* YOUR ASSIGNMENT *
Write out all the records exactly, and keep any images out.

Top of EXERCISE MATERIAL

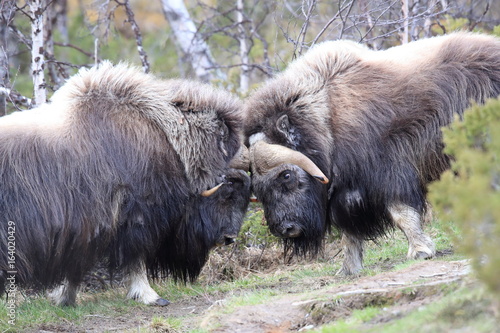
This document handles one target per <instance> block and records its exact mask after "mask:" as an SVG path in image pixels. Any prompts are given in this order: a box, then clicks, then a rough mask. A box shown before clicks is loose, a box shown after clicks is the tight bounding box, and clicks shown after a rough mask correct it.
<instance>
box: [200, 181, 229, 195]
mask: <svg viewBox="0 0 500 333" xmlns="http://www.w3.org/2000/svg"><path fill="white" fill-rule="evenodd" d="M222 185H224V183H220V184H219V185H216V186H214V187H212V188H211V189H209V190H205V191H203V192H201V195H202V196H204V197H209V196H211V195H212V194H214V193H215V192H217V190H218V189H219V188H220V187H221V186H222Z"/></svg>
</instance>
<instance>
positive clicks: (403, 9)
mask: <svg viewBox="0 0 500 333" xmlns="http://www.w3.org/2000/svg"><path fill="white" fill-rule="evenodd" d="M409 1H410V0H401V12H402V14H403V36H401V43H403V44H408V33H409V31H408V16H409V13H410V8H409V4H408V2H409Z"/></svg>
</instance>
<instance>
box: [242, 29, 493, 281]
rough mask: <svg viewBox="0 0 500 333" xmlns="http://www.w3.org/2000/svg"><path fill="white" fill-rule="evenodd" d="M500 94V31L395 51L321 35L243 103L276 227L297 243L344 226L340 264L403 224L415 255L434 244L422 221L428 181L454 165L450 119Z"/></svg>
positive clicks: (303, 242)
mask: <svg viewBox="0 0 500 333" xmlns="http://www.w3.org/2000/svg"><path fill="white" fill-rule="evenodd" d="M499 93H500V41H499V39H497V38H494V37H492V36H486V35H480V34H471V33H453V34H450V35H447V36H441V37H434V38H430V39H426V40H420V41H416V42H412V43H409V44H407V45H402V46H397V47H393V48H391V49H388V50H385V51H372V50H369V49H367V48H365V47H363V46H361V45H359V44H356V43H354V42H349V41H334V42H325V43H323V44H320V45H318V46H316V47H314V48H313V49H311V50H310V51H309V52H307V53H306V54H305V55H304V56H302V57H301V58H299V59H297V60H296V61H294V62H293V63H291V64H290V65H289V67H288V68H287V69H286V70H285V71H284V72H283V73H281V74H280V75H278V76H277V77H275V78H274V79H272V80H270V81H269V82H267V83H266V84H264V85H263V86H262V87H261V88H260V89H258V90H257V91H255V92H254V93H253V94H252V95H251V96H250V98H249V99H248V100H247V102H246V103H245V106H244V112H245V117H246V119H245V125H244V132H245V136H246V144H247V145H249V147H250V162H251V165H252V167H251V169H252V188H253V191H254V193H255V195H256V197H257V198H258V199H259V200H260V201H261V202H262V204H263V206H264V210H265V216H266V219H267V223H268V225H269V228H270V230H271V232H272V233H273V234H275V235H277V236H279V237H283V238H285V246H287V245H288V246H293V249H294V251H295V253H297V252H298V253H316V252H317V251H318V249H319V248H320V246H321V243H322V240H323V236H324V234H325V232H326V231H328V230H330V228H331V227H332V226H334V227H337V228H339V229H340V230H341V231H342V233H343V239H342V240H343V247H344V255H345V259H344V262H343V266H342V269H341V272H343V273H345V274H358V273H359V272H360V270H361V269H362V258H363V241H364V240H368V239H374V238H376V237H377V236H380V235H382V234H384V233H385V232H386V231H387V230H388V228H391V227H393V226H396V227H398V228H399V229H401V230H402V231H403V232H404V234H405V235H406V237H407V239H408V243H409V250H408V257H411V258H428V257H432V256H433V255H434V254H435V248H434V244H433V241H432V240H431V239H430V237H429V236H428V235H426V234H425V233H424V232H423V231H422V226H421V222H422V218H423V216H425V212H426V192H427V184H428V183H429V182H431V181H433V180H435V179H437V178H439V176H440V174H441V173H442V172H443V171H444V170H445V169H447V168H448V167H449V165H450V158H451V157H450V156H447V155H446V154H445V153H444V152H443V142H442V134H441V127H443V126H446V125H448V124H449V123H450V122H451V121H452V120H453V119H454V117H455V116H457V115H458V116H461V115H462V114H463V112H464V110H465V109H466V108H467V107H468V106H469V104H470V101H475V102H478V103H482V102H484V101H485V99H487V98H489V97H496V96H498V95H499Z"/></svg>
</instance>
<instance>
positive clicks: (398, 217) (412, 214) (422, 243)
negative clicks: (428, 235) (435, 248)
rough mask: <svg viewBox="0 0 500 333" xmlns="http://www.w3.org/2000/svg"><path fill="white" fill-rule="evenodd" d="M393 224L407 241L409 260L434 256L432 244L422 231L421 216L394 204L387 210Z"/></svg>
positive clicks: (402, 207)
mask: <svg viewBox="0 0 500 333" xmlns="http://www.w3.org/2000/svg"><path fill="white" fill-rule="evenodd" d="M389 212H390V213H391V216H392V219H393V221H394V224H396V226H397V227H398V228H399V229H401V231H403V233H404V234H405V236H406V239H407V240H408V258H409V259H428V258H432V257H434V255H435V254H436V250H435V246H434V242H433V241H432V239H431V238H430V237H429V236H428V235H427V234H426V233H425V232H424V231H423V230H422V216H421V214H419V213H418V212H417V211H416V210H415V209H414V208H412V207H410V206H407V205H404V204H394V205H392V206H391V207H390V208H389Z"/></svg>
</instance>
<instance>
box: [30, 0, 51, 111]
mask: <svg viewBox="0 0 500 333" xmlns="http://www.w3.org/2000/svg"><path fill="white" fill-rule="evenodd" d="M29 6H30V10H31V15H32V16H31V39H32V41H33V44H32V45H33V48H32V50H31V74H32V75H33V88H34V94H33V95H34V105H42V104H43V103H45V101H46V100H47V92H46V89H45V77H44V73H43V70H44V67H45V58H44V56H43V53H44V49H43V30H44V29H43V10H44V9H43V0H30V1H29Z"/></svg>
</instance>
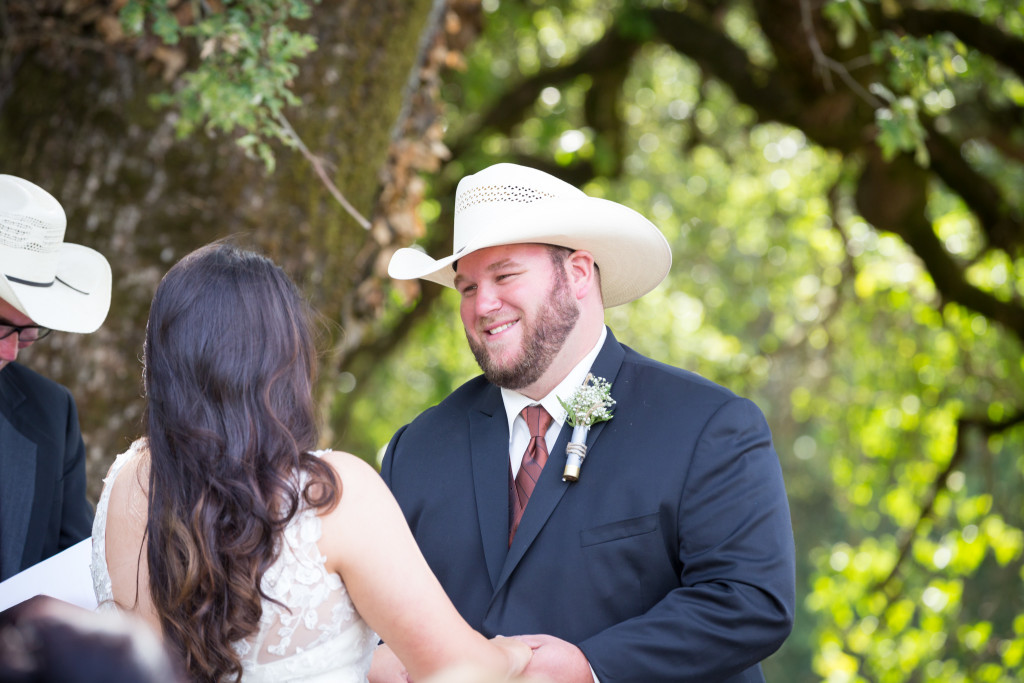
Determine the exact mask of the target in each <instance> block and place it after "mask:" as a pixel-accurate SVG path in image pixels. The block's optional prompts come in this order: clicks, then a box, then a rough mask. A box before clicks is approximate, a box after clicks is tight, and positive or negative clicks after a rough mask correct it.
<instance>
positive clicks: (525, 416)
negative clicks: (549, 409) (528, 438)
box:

Bottom of EXERCISE MATERIAL

* SOLVED EXERCISE *
This document handles one target per <instance> block and records its exact mask after "mask:" as an SVG path in image pixels. Any prompts are given in this order: a box, then clicks, then a rough mask. A box shown before clicks is loose, a box shown after clicks is the tight bounding box, and clicks shown after a rough mask correct it.
<instance>
box: [200, 181, 229, 195]
mask: <svg viewBox="0 0 500 333" xmlns="http://www.w3.org/2000/svg"><path fill="white" fill-rule="evenodd" d="M222 185H224V183H220V184H219V185H216V186H214V187H212V188H211V189H209V190H205V191H203V192H201V195H202V196H204V197H209V196H211V195H212V194H214V193H215V192H217V190H218V189H219V188H220V187H221V186H222Z"/></svg>
</instance>
<instance>
positive clicks: (403, 9)
mask: <svg viewBox="0 0 500 333" xmlns="http://www.w3.org/2000/svg"><path fill="white" fill-rule="evenodd" d="M409 1H410V0H401V12H402V14H403V36H401V43H403V44H408V33H409V31H408V16H409V13H410V8H409V4H408V2H409Z"/></svg>
</instance>
<instance>
box: [242, 29, 493, 281]
rough mask: <svg viewBox="0 0 500 333" xmlns="http://www.w3.org/2000/svg"><path fill="white" fill-rule="evenodd" d="M500 94V31L395 51L321 35L243 103L276 227L297 243L344 226L340 264L403 224L415 255L434 244L422 221L428 181L454 165L450 119Z"/></svg>
positive clicks: (303, 242)
mask: <svg viewBox="0 0 500 333" xmlns="http://www.w3.org/2000/svg"><path fill="white" fill-rule="evenodd" d="M499 93H500V41H499V39H497V38H494V37H492V36H486V35H480V34H471V33H453V34H450V35H447V36H441V37H434V38H430V39H426V40H420V41H416V42H412V43H409V44H407V45H402V46H397V47H393V48H391V49H388V50H385V51H372V50H369V49H367V48H365V47H363V46H361V45H359V44H356V43H354V42H349V41H334V42H325V43H323V44H320V45H318V46H316V47H314V48H313V49H311V50H310V51H309V52H307V53H306V54H305V55H304V56H302V57H301V58H299V59H297V60H296V61H294V62H293V63H291V64H290V65H289V67H288V68H287V69H286V70H285V71H284V72H283V73H281V74H280V75H278V76H277V77H275V78H274V79H272V80H270V81H269V82H267V83H266V84H264V85H263V86H262V87H261V88H260V89H258V90H257V91H255V92H254V93H253V94H252V95H251V96H250V98H249V99H248V100H247V102H246V103H245V106H244V112H245V117H246V119H245V125H244V132H245V136H246V144H247V145H249V147H250V162H251V165H252V167H251V169H252V188H253V191H254V193H255V195H256V197H257V198H258V199H259V200H260V201H261V202H262V204H263V206H264V210H265V216H266V219H267V223H268V225H269V228H270V230H271V232H272V233H273V234H275V235H277V236H279V237H283V238H285V246H287V245H288V246H293V249H294V251H295V253H297V252H298V253H316V252H317V251H318V249H319V248H320V246H321V243H322V240H323V236H324V234H325V232H326V231H328V230H330V228H331V227H332V226H334V227H337V228H339V229H340V230H341V231H342V233H343V239H342V240H343V247H344V255H345V259H344V262H343V266H342V269H341V272H343V273H345V274H358V273H359V272H360V270H361V269H362V258H363V241H364V240H368V239H374V238H376V237H377V236H380V235H382V234H384V233H385V232H386V231H387V230H388V228H391V227H393V226H396V227H398V228H399V229H401V230H402V231H403V232H404V234H405V235H406V237H407V239H408V243H409V250H408V257H411V258H428V257H432V256H433V255H434V254H435V248H434V244H433V241H432V240H431V239H430V237H429V236H428V235H426V234H425V233H424V232H423V231H422V226H421V222H422V218H423V216H425V212H426V192H427V184H428V183H429V182H431V181H433V180H435V179H437V178H439V176H440V174H441V173H442V172H443V171H444V170H445V169H447V168H448V167H449V165H450V158H451V157H450V156H447V155H446V154H445V153H444V152H443V142H442V134H441V127H443V126H446V125H448V124H449V123H450V122H451V121H452V120H453V119H454V117H455V116H457V115H458V116H461V115H462V114H463V112H464V110H465V109H466V108H467V107H468V106H469V104H470V101H475V102H478V103H482V102H484V101H485V99H487V98H489V97H496V96H498V95H499Z"/></svg>
</instance>
<instance>
positive clicks: (398, 217) (412, 214) (422, 243)
negative clicks: (428, 235) (435, 248)
rough mask: <svg viewBox="0 0 500 333" xmlns="http://www.w3.org/2000/svg"><path fill="white" fill-rule="evenodd" d="M393 224L407 241L409 260L434 256L432 244L422 231L421 216L394 204L387 210Z"/></svg>
positive clicks: (402, 207)
mask: <svg viewBox="0 0 500 333" xmlns="http://www.w3.org/2000/svg"><path fill="white" fill-rule="evenodd" d="M389 212H390V213H391V216H392V219H393V221H394V224H396V226H397V227H398V228H399V229H401V231H403V233H404V234H405V236H406V239H407V240H408V258H409V259H428V258H432V257H434V255H435V254H436V250H435V246H434V242H433V241H432V239H431V238H430V237H429V236H428V235H427V234H426V233H425V232H424V231H423V230H422V216H421V214H419V213H418V212H417V211H416V210H415V209H414V208H412V207H410V206H407V205H404V204H394V205H392V206H391V207H390V208H389Z"/></svg>
</instance>
<instance>
box: [30, 0, 51, 111]
mask: <svg viewBox="0 0 500 333" xmlns="http://www.w3.org/2000/svg"><path fill="white" fill-rule="evenodd" d="M29 6H30V10H31V15H32V16H31V39H32V41H33V44H32V45H33V48H32V50H31V74H32V75H33V88H34V94H33V95H34V105H42V104H43V103H45V101H46V100H47V92H46V89H45V77H44V73H43V70H44V67H45V58H44V56H43V53H44V49H43V30H44V29H43V10H44V9H43V0H30V1H29Z"/></svg>
</instance>
Determine the exact mask of the target in each <instance> block and place it after "mask:" as a pixel-accurate SVG path in image pixels. The block's optional prompts come in this order: clicks, then a box, then a rough mask. A box before clicks is approximate, a box after clicks is tight, and positive or negative clicks after a rough mask correct it.
<instance>
positive clicks: (525, 416)
negative clicks: (549, 409) (528, 438)
box:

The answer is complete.